__Material for the task__:

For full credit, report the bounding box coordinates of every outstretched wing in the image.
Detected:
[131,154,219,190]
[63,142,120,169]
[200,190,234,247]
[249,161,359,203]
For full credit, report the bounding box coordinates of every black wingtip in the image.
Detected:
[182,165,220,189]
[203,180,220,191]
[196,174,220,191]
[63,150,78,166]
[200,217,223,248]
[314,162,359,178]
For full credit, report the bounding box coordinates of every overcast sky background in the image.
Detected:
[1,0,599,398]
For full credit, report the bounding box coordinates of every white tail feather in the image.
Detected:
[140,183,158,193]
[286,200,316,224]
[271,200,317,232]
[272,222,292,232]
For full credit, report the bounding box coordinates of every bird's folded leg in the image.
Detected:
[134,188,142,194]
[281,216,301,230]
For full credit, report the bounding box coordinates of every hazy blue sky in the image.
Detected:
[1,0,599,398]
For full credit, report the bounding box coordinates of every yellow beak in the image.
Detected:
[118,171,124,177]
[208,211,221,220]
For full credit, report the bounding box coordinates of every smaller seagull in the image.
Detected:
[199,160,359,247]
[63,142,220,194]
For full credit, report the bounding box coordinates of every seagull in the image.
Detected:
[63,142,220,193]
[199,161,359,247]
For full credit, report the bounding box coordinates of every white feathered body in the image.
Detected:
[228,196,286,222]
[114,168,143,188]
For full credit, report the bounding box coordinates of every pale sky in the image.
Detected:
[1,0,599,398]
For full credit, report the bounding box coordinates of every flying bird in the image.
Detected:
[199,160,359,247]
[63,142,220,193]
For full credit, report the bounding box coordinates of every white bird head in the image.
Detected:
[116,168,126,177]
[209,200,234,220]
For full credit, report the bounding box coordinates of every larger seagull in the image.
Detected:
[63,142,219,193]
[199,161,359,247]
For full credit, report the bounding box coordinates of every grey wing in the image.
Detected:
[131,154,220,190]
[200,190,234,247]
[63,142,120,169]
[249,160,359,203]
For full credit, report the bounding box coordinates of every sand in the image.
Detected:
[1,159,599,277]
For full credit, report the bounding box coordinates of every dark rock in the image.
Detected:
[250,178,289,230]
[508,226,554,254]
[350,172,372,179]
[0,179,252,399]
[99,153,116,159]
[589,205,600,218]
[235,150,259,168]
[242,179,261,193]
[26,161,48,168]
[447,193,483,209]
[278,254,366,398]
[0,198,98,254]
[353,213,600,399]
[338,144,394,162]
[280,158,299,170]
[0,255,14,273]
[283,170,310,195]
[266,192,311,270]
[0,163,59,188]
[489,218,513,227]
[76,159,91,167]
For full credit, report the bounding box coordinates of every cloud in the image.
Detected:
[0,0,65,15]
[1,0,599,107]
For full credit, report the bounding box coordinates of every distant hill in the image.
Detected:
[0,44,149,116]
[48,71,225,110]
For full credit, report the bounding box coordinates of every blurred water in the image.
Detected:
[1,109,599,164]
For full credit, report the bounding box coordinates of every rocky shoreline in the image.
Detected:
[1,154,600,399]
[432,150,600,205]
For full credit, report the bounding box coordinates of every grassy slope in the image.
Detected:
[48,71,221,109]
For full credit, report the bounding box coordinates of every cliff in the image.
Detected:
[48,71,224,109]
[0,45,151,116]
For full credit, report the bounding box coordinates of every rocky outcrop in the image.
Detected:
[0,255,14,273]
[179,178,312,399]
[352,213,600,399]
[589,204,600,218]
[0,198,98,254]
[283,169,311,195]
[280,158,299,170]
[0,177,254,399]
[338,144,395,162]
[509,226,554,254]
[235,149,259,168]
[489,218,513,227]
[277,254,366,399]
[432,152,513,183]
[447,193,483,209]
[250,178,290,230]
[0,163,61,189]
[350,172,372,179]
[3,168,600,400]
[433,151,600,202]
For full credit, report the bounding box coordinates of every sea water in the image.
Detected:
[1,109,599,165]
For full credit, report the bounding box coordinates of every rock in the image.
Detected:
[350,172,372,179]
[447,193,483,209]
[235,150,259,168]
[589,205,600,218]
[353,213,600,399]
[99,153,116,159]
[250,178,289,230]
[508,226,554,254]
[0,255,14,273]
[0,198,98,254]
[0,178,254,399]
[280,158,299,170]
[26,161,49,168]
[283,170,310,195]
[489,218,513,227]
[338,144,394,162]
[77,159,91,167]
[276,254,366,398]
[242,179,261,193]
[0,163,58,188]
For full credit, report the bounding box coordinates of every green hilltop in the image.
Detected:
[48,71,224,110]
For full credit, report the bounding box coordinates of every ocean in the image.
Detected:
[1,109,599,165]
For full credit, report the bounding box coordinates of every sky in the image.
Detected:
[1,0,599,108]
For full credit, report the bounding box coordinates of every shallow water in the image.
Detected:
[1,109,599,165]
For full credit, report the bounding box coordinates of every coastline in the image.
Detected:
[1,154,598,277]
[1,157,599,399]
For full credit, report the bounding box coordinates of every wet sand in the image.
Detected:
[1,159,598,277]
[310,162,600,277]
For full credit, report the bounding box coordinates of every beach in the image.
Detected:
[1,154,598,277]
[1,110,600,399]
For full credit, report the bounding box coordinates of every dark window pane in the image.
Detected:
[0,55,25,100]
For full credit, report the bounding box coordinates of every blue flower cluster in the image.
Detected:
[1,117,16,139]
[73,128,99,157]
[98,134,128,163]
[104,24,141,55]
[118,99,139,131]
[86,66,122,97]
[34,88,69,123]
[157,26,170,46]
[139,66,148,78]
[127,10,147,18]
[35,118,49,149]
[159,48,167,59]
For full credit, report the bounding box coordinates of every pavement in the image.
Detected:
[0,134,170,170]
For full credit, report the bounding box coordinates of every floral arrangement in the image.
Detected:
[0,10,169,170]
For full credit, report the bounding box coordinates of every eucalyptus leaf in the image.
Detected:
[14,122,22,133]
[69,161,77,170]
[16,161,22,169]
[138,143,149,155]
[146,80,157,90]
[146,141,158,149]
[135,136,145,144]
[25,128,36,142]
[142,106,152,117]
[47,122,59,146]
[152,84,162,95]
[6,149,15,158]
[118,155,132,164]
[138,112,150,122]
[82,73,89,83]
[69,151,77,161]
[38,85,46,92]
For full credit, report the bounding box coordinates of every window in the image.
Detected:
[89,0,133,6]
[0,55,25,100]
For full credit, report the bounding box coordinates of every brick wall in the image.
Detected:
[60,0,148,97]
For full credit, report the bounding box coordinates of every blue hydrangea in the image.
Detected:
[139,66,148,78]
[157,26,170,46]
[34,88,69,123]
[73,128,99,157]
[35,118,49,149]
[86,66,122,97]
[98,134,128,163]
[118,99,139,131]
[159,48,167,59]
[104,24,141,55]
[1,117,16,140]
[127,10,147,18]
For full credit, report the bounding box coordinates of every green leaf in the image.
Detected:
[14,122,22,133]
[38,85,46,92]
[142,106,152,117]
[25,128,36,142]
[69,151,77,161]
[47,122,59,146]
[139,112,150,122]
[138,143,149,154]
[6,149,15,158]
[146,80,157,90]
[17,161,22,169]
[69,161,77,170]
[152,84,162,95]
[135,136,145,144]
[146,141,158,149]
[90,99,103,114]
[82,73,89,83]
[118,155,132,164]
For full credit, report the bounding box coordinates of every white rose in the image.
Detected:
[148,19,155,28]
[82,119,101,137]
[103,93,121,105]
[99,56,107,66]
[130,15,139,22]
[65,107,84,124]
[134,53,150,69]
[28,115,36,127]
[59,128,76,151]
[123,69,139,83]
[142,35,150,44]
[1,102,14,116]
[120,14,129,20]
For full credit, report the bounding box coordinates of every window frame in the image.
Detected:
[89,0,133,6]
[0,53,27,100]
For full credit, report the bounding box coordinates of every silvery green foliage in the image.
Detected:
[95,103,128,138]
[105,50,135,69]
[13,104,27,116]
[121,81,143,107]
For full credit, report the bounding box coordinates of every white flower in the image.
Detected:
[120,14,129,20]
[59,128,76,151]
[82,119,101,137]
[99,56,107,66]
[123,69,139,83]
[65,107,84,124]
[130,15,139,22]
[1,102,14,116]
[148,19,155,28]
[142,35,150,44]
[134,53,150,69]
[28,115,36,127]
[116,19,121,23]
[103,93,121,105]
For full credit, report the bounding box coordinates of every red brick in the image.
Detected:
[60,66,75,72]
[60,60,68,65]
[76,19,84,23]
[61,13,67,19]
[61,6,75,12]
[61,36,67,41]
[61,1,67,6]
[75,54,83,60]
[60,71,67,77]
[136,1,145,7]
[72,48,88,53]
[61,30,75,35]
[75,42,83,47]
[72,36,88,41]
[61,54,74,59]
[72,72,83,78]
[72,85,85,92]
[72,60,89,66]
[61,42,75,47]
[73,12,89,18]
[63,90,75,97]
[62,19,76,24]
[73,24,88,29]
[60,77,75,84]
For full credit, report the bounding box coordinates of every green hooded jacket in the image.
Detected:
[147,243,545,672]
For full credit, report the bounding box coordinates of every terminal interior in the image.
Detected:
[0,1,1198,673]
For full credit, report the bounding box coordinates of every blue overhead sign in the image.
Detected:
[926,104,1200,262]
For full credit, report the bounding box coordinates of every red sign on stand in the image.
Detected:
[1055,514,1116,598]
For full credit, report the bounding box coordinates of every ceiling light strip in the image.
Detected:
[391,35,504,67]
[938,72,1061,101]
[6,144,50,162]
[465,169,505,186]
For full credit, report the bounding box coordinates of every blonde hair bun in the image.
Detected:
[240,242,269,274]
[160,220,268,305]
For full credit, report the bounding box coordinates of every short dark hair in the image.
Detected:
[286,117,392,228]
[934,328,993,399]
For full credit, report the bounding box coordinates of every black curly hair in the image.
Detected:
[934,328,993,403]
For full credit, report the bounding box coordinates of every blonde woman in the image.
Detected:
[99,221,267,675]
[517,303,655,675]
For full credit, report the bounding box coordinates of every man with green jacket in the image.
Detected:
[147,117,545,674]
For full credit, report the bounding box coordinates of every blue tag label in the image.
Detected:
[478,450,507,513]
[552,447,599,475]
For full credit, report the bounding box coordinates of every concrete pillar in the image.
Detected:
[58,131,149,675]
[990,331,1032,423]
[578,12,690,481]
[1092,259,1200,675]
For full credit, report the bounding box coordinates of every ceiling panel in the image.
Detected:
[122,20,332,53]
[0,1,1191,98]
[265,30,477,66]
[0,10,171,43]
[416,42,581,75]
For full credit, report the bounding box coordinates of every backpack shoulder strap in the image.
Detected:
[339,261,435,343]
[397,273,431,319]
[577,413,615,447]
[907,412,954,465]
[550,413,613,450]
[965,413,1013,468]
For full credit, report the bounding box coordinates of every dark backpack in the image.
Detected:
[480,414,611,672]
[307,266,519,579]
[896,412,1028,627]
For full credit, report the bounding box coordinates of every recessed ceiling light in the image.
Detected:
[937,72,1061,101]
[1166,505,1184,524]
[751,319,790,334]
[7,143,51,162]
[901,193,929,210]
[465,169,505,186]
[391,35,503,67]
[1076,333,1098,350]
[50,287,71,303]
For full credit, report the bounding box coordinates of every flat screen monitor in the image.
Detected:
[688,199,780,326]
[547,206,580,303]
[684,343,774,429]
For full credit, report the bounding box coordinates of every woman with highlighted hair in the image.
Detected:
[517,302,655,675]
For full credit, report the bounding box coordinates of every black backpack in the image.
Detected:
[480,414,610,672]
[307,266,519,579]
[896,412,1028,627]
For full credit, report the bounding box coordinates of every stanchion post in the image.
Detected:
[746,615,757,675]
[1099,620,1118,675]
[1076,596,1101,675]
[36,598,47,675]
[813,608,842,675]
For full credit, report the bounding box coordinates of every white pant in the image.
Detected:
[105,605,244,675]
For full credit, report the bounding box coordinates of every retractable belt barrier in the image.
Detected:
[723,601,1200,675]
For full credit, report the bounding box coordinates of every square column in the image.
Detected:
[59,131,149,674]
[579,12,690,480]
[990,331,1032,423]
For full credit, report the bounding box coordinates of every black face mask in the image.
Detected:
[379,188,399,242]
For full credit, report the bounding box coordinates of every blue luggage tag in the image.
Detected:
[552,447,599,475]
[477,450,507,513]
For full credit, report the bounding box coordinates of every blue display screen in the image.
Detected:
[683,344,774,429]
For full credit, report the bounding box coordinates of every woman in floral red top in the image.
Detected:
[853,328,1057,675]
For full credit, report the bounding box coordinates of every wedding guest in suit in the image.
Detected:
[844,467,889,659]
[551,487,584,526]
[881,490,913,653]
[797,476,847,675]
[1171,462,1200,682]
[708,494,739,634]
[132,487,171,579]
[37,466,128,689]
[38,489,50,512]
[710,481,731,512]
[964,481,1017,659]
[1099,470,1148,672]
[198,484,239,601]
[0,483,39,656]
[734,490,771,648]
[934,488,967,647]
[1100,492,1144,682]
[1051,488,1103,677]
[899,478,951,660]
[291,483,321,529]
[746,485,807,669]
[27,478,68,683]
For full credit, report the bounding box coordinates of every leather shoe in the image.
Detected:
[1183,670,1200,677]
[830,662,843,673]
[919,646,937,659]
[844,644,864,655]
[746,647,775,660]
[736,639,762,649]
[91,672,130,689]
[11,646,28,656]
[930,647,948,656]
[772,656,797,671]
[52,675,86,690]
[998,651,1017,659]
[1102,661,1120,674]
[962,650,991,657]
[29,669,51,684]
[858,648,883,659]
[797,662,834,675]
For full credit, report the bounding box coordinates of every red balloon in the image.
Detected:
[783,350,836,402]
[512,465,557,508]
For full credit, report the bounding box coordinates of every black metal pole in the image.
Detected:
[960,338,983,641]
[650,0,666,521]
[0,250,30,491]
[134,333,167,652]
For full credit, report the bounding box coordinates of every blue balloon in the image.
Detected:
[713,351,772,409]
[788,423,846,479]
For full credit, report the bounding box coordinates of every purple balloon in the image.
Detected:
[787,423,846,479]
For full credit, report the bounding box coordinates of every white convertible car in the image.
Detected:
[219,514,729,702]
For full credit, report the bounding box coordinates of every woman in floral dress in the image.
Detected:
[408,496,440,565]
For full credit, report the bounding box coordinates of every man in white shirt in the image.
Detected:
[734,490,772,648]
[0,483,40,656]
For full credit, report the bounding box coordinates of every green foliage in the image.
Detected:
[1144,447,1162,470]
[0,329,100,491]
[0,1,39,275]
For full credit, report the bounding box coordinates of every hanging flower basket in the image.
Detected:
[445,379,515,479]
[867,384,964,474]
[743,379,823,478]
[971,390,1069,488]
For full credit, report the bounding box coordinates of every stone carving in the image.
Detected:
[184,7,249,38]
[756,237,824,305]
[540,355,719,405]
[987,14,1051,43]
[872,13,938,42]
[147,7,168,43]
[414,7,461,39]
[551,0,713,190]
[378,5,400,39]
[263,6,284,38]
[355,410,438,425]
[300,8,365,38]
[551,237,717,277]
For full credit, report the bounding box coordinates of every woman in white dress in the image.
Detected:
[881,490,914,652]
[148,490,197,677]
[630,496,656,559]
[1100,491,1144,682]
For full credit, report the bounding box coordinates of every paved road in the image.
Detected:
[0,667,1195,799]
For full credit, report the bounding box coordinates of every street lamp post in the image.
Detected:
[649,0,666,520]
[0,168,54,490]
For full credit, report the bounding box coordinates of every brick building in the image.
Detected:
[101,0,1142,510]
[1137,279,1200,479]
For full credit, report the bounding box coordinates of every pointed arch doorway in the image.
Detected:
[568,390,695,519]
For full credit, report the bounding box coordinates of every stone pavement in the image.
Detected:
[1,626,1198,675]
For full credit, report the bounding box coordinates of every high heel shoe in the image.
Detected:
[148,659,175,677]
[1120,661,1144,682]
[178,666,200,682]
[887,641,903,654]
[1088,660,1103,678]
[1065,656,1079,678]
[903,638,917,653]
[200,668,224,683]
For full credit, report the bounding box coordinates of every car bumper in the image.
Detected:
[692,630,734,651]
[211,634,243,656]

__The problem__: When a line in the listing above holds the word "flower", copy it.

__Your solution__:
For full credit, report the bounding box coordinates of every blue flower cluster in the image.
For full credit, report the bounding box coordinates of every white flower in the image.
For full credit, report the bounding box coordinates of every hanging flower basket in the image.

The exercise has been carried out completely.